**Brief**
Set down, please, exactly the lines below that run from the line with "Search the above image for: sheet" to the line with "Search the above image for: long white table", both lines included.
######
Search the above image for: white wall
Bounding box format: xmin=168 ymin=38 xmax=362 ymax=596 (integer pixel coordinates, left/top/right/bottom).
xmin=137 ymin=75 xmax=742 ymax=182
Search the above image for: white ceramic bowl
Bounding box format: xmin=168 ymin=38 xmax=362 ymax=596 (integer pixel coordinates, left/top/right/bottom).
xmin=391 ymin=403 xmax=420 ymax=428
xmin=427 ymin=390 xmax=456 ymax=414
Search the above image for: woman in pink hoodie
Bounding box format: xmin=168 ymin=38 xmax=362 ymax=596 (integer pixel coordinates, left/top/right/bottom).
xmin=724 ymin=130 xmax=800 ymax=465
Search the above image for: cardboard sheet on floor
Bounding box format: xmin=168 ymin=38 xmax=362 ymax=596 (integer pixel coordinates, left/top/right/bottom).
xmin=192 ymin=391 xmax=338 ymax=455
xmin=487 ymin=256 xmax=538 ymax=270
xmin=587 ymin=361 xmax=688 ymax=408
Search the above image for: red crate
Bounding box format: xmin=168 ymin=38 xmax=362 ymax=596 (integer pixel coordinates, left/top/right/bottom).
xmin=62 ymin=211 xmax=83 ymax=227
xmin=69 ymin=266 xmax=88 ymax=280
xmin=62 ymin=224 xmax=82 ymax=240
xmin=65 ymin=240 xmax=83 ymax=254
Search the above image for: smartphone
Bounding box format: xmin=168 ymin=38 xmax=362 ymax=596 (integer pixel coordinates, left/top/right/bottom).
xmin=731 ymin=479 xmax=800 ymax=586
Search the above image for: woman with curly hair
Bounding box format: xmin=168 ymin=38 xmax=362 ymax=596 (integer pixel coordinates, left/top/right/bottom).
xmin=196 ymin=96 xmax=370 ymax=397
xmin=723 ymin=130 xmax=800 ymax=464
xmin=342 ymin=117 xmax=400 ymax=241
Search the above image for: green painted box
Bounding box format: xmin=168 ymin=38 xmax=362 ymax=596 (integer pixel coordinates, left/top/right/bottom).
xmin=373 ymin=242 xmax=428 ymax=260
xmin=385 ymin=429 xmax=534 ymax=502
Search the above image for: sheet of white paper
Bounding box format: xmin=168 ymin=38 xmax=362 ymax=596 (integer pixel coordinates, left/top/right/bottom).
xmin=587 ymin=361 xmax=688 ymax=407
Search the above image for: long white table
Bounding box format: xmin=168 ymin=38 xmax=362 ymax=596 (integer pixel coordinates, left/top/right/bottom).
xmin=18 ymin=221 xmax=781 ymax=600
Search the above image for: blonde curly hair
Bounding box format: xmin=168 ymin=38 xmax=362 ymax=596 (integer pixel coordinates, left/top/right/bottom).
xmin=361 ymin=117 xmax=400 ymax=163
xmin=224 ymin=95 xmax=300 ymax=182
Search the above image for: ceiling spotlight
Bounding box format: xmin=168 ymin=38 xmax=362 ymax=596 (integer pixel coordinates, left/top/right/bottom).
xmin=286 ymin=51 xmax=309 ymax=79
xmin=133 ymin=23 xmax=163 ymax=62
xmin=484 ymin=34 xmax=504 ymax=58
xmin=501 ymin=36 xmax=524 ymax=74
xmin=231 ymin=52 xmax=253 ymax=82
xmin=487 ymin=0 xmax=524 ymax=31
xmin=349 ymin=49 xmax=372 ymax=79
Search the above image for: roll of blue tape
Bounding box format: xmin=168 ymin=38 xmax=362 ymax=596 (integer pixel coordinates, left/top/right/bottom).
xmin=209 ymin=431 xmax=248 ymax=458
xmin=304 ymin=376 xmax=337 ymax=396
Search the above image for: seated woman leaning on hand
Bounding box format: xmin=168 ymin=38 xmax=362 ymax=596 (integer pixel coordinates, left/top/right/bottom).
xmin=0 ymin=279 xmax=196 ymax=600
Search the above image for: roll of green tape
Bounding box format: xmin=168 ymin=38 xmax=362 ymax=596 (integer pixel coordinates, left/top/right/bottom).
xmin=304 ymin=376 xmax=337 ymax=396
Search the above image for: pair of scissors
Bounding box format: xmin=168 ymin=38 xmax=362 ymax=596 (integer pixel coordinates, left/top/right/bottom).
######
**Solved exercise**
Search the above image for: sheet of white paper
Bounding box format: xmin=168 ymin=38 xmax=362 ymax=596 (integer pixel coordinates, left/top/right/bottom).
xmin=587 ymin=361 xmax=688 ymax=407
Search the above image for: long white table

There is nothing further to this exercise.